* ENTRIES *
⟨
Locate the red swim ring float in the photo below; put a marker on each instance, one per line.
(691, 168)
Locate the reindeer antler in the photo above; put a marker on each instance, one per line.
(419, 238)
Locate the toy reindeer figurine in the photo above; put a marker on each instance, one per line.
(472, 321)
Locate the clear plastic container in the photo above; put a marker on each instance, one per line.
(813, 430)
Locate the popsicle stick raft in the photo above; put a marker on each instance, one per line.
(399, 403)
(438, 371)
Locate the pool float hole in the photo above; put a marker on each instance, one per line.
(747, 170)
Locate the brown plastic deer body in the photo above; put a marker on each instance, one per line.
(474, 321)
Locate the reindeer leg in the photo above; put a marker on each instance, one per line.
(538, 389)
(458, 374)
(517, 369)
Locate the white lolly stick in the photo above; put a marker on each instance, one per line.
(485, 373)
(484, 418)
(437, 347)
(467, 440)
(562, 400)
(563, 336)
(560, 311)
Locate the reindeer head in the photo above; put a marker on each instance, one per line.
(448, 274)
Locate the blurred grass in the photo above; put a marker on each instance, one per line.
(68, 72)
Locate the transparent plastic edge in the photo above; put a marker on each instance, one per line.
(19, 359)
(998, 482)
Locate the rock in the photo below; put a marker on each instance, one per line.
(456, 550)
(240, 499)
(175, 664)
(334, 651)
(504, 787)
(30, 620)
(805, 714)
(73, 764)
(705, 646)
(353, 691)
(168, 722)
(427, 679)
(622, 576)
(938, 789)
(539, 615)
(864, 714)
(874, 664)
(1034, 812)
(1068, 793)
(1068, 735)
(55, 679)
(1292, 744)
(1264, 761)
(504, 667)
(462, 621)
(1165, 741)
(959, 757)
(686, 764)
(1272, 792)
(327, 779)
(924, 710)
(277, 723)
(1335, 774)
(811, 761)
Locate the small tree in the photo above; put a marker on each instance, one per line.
⟩
* WHAT YOU NEED TO DO *
Restate all of the entries above precisely.

* EXERCISE SOLUTION *
Locate the red swim ring float in the photo below; put a marker on each instance, one per line.
(691, 168)
Locate the reindeer antler in the photo above; put a marker on each instance, one per line.
(419, 238)
Locate the toy reindeer figurine in the photo above; put a marker on each instance, one per line.
(472, 321)
Locate the clear plastic container in the photo above; put a marker on each instance, one per line.
(813, 430)
Locate the popsicle stick raft in the photo above; put a marker on each instance, one per line.
(399, 403)
(438, 371)
Locate the pool float hole in the photo above; put a marker on each instance, one per line.
(747, 170)
Locate the brown plastic deer body in the photo above; put a marker on each instance, one per line.
(474, 321)
Locate the reindeer leg in the photo above; put a marker on each instance, one per line.
(538, 389)
(458, 374)
(517, 369)
Locate the white lolly stick in the photo above; put a marker on each instance, one per line.
(485, 373)
(484, 418)
(437, 347)
(467, 440)
(562, 400)
(563, 336)
(560, 311)
Locate the reindeer head in the photo above; put a marker on each instance, one per line.
(448, 274)
Locate the blurred grass in the photo above; put a marker on each instance, one per line.
(68, 72)
Locate the transparent plastic edge in the photo above; put a marker on each instance, one per line.
(19, 359)
(998, 482)
Locate the rock in the photo below; put a marker on each instance, one per line.
(456, 550)
(240, 499)
(175, 664)
(334, 651)
(504, 787)
(30, 620)
(805, 714)
(73, 764)
(705, 646)
(353, 691)
(168, 722)
(427, 679)
(622, 576)
(938, 789)
(539, 615)
(864, 714)
(874, 664)
(1034, 812)
(1068, 793)
(1068, 735)
(55, 679)
(1292, 744)
(1264, 761)
(504, 667)
(462, 621)
(1165, 741)
(959, 757)
(686, 764)
(1272, 792)
(327, 779)
(924, 710)
(277, 723)
(1335, 774)
(811, 761)
Locate the small tree in the photo above; put a marker on each instance, one per line.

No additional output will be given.